Named object pointing entries:
● ● ● ●

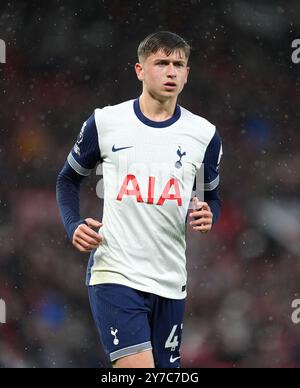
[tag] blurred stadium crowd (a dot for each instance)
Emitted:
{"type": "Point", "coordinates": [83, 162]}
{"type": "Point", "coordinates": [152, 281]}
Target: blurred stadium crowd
{"type": "Point", "coordinates": [63, 62]}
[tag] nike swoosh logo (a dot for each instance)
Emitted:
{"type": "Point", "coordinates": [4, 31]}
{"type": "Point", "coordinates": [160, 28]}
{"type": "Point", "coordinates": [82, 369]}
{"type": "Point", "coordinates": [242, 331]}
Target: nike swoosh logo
{"type": "Point", "coordinates": [172, 360]}
{"type": "Point", "coordinates": [114, 149]}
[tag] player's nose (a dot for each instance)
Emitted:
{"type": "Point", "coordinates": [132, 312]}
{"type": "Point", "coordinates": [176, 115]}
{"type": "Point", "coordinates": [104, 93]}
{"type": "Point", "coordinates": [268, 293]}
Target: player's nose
{"type": "Point", "coordinates": [171, 71]}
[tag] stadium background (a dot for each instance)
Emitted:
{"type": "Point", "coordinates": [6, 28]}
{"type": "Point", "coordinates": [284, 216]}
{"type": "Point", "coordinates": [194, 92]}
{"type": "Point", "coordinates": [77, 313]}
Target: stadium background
{"type": "Point", "coordinates": [66, 58]}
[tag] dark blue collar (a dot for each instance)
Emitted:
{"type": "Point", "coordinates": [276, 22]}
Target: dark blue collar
{"type": "Point", "coordinates": [155, 124]}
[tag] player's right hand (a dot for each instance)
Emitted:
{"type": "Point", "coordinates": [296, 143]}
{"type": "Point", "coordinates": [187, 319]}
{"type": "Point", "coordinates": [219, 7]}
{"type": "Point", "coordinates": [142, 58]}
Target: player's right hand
{"type": "Point", "coordinates": [85, 239]}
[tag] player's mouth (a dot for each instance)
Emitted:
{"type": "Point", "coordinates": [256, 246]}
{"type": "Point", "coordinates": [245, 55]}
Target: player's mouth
{"type": "Point", "coordinates": [170, 85]}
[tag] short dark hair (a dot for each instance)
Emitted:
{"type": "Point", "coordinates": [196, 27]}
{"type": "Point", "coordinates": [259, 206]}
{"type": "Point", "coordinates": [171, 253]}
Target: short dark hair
{"type": "Point", "coordinates": [165, 41]}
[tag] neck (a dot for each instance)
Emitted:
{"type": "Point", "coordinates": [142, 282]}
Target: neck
{"type": "Point", "coordinates": [155, 109]}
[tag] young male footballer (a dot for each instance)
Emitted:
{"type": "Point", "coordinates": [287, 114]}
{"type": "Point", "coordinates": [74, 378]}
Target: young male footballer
{"type": "Point", "coordinates": [151, 149]}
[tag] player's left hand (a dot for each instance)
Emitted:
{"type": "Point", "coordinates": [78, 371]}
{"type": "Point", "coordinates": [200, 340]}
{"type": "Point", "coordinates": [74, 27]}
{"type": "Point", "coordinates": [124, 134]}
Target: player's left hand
{"type": "Point", "coordinates": [202, 215]}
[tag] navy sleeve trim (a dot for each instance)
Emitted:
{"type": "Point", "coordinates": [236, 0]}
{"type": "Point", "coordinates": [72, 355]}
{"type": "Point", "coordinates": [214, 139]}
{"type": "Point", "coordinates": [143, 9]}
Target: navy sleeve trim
{"type": "Point", "coordinates": [67, 196]}
{"type": "Point", "coordinates": [211, 163]}
{"type": "Point", "coordinates": [77, 167]}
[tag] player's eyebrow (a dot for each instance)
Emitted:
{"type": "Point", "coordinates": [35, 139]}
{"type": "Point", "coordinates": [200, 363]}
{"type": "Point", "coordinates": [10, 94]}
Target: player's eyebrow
{"type": "Point", "coordinates": [167, 61]}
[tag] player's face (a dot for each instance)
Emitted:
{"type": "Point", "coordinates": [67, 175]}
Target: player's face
{"type": "Point", "coordinates": [164, 76]}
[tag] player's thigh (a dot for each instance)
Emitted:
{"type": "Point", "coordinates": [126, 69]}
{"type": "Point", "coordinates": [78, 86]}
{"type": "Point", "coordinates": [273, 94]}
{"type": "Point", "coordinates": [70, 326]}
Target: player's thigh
{"type": "Point", "coordinates": [166, 326]}
{"type": "Point", "coordinates": [138, 360]}
{"type": "Point", "coordinates": [122, 320]}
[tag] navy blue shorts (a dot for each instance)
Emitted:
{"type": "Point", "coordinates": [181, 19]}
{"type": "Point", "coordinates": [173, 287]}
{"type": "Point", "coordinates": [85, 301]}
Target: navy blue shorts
{"type": "Point", "coordinates": [131, 321]}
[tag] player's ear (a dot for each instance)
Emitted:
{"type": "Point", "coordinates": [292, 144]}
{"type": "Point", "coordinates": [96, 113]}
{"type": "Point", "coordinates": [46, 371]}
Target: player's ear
{"type": "Point", "coordinates": [139, 71]}
{"type": "Point", "coordinates": [187, 74]}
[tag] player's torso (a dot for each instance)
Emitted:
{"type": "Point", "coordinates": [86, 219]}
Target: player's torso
{"type": "Point", "coordinates": [148, 175]}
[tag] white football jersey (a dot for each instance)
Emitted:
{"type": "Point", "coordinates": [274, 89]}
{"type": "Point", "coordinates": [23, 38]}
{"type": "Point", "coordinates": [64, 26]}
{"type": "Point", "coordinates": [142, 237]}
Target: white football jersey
{"type": "Point", "coordinates": [149, 170]}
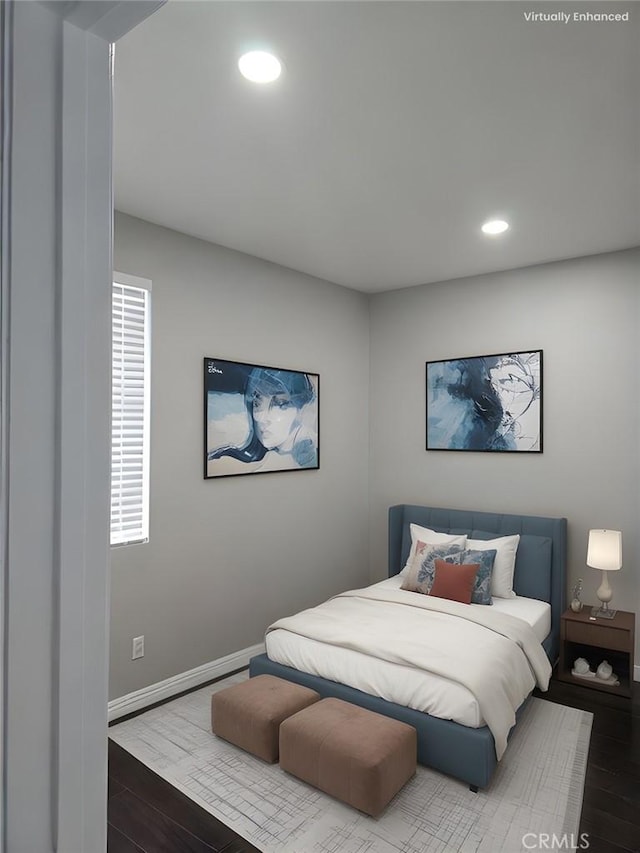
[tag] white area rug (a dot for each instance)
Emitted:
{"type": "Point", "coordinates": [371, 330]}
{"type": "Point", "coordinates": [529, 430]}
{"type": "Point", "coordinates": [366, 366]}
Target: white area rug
{"type": "Point", "coordinates": [537, 788]}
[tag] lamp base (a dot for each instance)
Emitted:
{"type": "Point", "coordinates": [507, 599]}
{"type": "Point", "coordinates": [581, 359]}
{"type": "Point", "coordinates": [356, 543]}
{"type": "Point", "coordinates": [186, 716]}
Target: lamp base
{"type": "Point", "coordinates": [601, 613]}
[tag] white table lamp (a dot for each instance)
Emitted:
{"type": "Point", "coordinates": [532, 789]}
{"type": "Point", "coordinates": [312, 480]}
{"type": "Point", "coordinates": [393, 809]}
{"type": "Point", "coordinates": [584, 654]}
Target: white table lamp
{"type": "Point", "coordinates": [604, 552]}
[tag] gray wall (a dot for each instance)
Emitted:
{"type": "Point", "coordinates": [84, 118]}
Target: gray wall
{"type": "Point", "coordinates": [228, 556]}
{"type": "Point", "coordinates": [585, 315]}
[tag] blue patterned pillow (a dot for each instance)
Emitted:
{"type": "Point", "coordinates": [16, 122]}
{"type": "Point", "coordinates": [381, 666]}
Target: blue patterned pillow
{"type": "Point", "coordinates": [482, 587]}
{"type": "Point", "coordinates": [422, 571]}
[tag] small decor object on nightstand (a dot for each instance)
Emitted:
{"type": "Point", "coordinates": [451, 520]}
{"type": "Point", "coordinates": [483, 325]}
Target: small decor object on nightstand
{"type": "Point", "coordinates": [581, 667]}
{"type": "Point", "coordinates": [605, 670]}
{"type": "Point", "coordinates": [576, 604]}
{"type": "Point", "coordinates": [604, 552]}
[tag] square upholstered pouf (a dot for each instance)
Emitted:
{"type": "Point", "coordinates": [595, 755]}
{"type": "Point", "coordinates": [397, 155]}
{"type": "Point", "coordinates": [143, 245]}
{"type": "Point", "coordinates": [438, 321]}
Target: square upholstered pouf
{"type": "Point", "coordinates": [249, 714]}
{"type": "Point", "coordinates": [355, 755]}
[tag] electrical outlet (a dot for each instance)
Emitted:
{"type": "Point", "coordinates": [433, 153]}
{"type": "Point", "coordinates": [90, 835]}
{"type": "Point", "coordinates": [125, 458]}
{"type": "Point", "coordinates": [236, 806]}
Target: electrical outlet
{"type": "Point", "coordinates": [137, 648]}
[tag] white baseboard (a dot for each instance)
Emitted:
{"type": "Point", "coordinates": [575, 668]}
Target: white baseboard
{"type": "Point", "coordinates": [178, 683]}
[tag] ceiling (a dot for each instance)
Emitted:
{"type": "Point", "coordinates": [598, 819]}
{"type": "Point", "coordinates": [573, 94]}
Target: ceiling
{"type": "Point", "coordinates": [395, 131]}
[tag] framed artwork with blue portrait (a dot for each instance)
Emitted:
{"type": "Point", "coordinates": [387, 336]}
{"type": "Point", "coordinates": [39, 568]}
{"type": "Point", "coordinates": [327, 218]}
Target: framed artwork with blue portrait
{"type": "Point", "coordinates": [486, 403]}
{"type": "Point", "coordinates": [259, 419]}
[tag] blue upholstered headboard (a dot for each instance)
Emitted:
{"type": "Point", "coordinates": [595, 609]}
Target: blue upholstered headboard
{"type": "Point", "coordinates": [540, 561]}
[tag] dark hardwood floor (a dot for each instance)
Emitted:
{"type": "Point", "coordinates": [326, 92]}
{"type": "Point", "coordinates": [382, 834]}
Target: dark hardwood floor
{"type": "Point", "coordinates": [147, 815]}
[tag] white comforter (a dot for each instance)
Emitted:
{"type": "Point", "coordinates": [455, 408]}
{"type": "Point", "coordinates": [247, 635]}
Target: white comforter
{"type": "Point", "coordinates": [491, 654]}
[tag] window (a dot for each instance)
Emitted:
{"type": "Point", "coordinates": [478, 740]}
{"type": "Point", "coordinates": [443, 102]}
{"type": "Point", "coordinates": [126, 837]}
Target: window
{"type": "Point", "coordinates": [130, 409]}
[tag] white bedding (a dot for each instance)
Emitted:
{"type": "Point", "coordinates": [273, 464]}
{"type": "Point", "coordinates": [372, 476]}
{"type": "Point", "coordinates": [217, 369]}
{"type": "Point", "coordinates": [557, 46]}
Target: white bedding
{"type": "Point", "coordinates": [397, 679]}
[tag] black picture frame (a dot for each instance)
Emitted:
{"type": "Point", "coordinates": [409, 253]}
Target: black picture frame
{"type": "Point", "coordinates": [259, 419]}
{"type": "Point", "coordinates": [487, 403]}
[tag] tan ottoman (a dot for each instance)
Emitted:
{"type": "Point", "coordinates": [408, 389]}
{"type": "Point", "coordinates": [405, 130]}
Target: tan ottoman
{"type": "Point", "coordinates": [355, 755]}
{"type": "Point", "coordinates": [249, 714]}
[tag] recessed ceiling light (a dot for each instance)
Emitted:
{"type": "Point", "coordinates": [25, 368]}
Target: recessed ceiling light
{"type": "Point", "coordinates": [260, 66]}
{"type": "Point", "coordinates": [495, 226]}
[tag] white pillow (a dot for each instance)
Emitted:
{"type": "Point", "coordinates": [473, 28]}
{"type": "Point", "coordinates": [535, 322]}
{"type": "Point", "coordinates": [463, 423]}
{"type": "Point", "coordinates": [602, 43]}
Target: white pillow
{"type": "Point", "coordinates": [503, 565]}
{"type": "Point", "coordinates": [429, 537]}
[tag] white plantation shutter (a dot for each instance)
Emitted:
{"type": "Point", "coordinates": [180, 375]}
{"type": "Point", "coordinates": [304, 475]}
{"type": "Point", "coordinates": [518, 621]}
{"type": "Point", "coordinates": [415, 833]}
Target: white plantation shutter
{"type": "Point", "coordinates": [130, 410]}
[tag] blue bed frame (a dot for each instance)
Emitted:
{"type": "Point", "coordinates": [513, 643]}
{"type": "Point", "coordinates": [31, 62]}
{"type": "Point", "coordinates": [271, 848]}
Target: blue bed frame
{"type": "Point", "coordinates": [465, 753]}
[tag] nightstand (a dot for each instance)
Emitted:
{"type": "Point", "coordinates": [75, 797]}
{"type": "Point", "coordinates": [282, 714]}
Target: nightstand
{"type": "Point", "coordinates": [598, 640]}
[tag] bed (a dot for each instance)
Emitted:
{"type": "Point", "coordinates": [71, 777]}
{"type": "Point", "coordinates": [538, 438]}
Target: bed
{"type": "Point", "coordinates": [465, 752]}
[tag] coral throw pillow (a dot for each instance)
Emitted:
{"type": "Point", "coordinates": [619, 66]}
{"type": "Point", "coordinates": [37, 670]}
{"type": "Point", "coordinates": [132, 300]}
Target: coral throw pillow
{"type": "Point", "coordinates": [454, 581]}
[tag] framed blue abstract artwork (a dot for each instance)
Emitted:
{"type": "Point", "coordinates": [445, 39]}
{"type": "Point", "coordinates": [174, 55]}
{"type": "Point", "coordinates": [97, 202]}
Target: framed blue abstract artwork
{"type": "Point", "coordinates": [259, 419]}
{"type": "Point", "coordinates": [486, 403]}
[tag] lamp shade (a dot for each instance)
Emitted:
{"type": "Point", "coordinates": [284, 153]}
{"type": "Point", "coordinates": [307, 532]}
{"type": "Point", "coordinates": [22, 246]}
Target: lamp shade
{"type": "Point", "coordinates": [604, 550]}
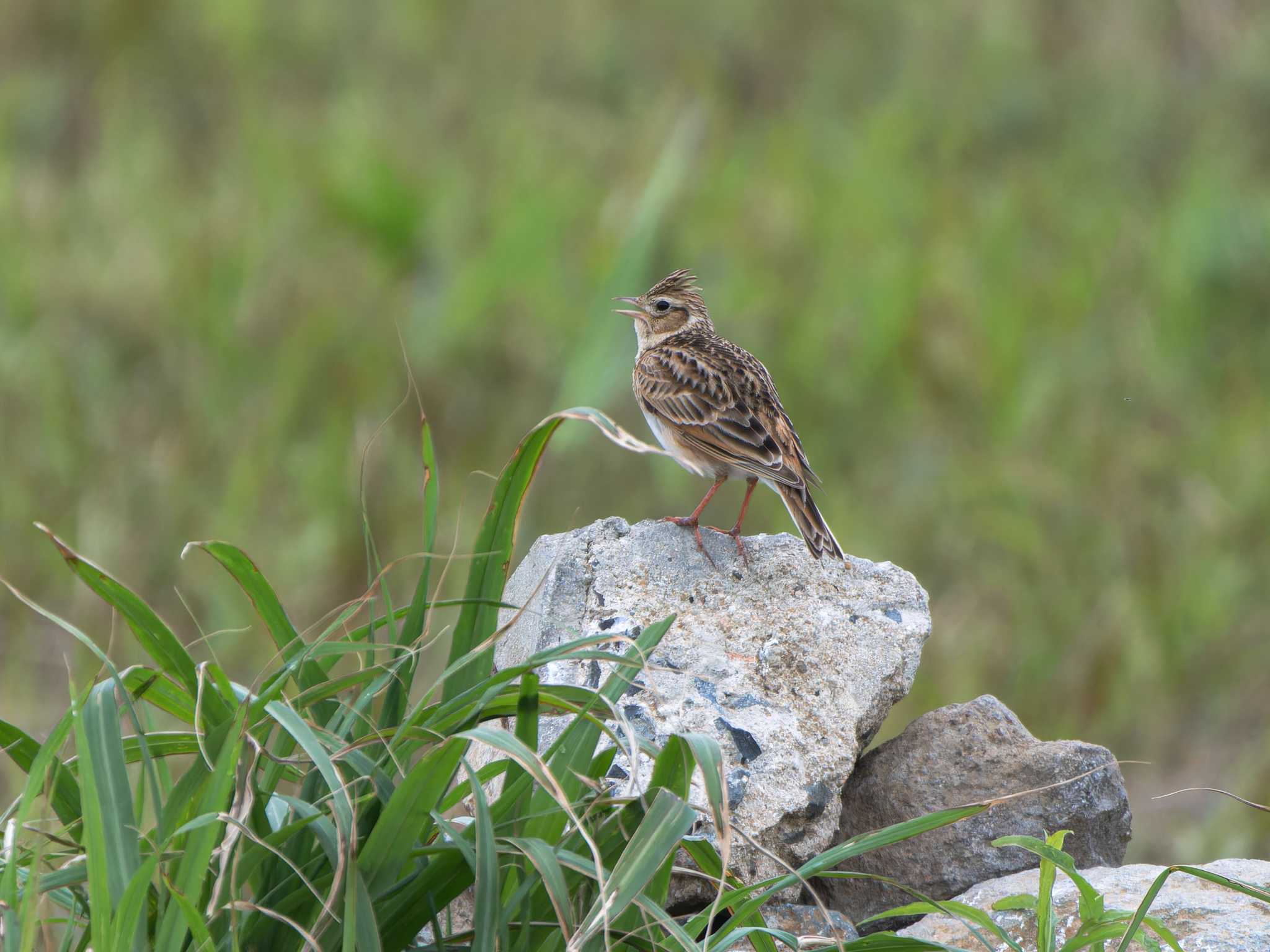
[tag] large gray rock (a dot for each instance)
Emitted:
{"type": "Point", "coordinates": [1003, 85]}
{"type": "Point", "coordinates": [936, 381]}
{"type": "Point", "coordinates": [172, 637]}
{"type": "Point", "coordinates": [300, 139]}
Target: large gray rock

● ● ● ●

Write down exactly the lines running from the line with "[tag] nightstand (a dot for each instance)" through the end of the material, both ends included, and none of the pictures.

[tag] nightstand (a dot for each instance)
Emitted:
{"type": "Point", "coordinates": [75, 797]}
{"type": "Point", "coordinates": [282, 714]}
Target: nightstand
{"type": "Point", "coordinates": [598, 640]}
[tag] bed (a dot for each instance)
Emitted:
{"type": "Point", "coordinates": [71, 777]}
{"type": "Point", "coordinates": [538, 438]}
Target: bed
{"type": "Point", "coordinates": [465, 752]}
[tag] coral throw pillow (a dot for each instance)
Emitted:
{"type": "Point", "coordinates": [619, 66]}
{"type": "Point", "coordinates": [37, 670]}
{"type": "Point", "coordinates": [132, 300]}
Target: coral throw pillow
{"type": "Point", "coordinates": [454, 581]}
[tag] framed blue abstract artwork (a dot for each instance)
Emitted:
{"type": "Point", "coordinates": [445, 39]}
{"type": "Point", "coordinates": [174, 55]}
{"type": "Point", "coordinates": [97, 202]}
Target: framed blue abstract artwork
{"type": "Point", "coordinates": [259, 419]}
{"type": "Point", "coordinates": [486, 403]}
[tag] lamp shade (a dot for each instance)
Emitted:
{"type": "Point", "coordinates": [284, 153]}
{"type": "Point", "coordinates": [307, 532]}
{"type": "Point", "coordinates": [22, 246]}
Target: lamp shade
{"type": "Point", "coordinates": [604, 550]}
[tag] large gray rock (a dot for each instance)
Emitted:
{"type": "Point", "coordinates": [1003, 85]}
{"type": "Point", "coordinates": [936, 381]}
{"type": "Point", "coordinates": [172, 637]}
{"type": "Point", "coordinates": [300, 139]}
Target: large gray rock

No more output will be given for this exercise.